Please format the lines from the first one through the line containing "point(576, 152)", inclusive, as a Markdown table with the columns Row and Entry, numbering each row and leaving out blank lines.

## START

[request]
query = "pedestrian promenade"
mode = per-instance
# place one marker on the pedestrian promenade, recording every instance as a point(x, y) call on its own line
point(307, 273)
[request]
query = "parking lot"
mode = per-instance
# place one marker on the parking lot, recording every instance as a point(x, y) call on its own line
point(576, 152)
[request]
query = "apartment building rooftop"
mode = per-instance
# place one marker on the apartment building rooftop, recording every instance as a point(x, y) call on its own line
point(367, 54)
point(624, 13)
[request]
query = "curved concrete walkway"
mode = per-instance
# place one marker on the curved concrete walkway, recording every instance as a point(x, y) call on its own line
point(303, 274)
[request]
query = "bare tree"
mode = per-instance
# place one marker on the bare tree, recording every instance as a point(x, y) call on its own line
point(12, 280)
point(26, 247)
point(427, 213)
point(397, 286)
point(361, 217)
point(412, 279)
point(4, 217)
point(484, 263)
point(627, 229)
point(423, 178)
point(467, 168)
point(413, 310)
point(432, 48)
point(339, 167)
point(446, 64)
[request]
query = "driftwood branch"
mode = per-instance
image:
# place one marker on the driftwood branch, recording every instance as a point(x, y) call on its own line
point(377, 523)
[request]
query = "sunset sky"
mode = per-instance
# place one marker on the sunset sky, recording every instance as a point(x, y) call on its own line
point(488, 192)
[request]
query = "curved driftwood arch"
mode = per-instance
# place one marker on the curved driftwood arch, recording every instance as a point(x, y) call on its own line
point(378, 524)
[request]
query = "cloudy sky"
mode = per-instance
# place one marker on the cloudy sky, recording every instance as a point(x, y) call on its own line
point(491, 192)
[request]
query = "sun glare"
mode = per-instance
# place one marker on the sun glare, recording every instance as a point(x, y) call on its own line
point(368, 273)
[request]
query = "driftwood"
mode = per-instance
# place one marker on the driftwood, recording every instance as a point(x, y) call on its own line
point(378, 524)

## END

### [RIGHT ANSWER]
| Row | Entry |
|---|---|
| 1 | [request] |
| 2 | query = "pedestrian promenade" |
| 3 | mode = per-instance |
| 4 | # place one marker on the pedestrian promenade, recording every instance as a point(x, y) call on its own line |
| 5 | point(307, 273) |
| 6 | [request] |
| 7 | query = "parking lot" |
| 8 | mode = per-instance |
| 9 | # place one marker on the parking lot, recording every instance as a point(x, y) call on its own line |
| 10 | point(576, 152) |